**Source passage**
== Segment start ==

Colombia's government and leftist FARC rebels resume peace talks in Cuba on Monday after a three-week break, under pressure to show results in the coming months to finally end their half-century-old conflict.

The longtime rivals launched the negotiations in October, their fourth attempt in three decades to close a battle that has left 600,000 people dead, 15,000 missing and four million displaced since 1964.

After taking a holiday break on December 22, the two sides face a crucial year as President Juan Manuel Santos has warned that the negotiations must conclude by November.

Though the guerrilla group has declared a unilateral ceasefire until January 20, the government has continued its offensive against the rebels, accusing them of failing to respect their own truce by planting landmines and attacking civilians and soldiers.

== Segment end ==

(Records from a data source)
== Segment start ==

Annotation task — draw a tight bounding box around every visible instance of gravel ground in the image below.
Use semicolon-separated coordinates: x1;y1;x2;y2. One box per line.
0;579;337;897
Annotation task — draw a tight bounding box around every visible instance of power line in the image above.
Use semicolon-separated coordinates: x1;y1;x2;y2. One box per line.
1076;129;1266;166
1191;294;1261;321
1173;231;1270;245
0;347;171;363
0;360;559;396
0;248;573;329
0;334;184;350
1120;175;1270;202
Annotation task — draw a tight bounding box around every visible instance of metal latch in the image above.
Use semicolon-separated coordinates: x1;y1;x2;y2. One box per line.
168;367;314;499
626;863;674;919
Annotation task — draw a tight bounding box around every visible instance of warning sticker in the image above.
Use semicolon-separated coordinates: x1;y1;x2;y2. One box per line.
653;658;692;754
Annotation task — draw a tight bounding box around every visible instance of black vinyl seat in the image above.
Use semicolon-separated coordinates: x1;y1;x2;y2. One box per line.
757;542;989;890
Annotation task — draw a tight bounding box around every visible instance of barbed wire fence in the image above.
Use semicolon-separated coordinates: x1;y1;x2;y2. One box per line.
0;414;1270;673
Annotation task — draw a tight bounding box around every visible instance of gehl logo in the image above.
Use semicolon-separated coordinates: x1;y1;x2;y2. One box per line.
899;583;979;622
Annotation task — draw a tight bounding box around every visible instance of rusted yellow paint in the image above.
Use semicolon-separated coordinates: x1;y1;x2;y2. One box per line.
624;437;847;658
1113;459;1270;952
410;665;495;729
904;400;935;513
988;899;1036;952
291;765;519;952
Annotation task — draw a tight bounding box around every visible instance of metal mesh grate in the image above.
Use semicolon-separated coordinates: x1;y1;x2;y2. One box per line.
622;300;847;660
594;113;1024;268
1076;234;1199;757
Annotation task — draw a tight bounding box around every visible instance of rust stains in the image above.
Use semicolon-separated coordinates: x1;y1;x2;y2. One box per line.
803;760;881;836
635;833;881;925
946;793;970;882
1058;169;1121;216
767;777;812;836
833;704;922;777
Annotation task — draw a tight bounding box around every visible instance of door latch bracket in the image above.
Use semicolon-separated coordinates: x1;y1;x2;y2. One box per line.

== Segment end ==

**What to do**
**1)** Answer these questions about the passage on the Colombian peace talks with the FARC, one answer per line.
(a) In what month did the two sides launch the negotiations?
(b) On what date did the two sides take a holiday break?
(c) Until what date does the FARC's unilateral ceasefire last?
**2)** Continue the passage on the Colombian peace talks with the FARC from the point where it stops.

**Results of the exercise**
**1)**
(a) October
(b) December 22
(c) January 20

**2)**
"The Colombian public forces will continue to tirelessly pursue criminals, as the constitution and all the Colombian people demand," Defense Minister Juan Carlos Pinzon said Friday. "It does not matter whether they are FARC terrorists" or criminal gangs, he said.

The Marxist rebels said Wednesday that they would not extend their ceasefire unless the government declares one too.

The Revolutionary Armed Forces of Colombia (FARC) took up arms in 1964 to protest against the concentration of land ownership in the country, but a string of military defeats has cut its ranks to 9,000 -- half of what it was in the late 1990s.

The key issue in the dispute, rural development, will be on the agenda when talks resume on Monday.

The government representatives, headed by former vice president Humberto de la Calle, are expected to travel to Havana on Sunday. The guerrilla delegation is already in the communist island's capital.

"There is hope that the negotiation continues to move forward in good terms. I think we could see some results in the middle of the year," Ariel Avila, an analyst at the CNAI think tank, which studies the Colombian conflict.

"The challenge will be ... the acceptance of any agreement by part of the population," he said.

Christian Voelkel, an expert on Colombia at the independent International Crisis Group, said it was difficult to predict when the first preliminary agreements will be announced since the talks are behind closed doors.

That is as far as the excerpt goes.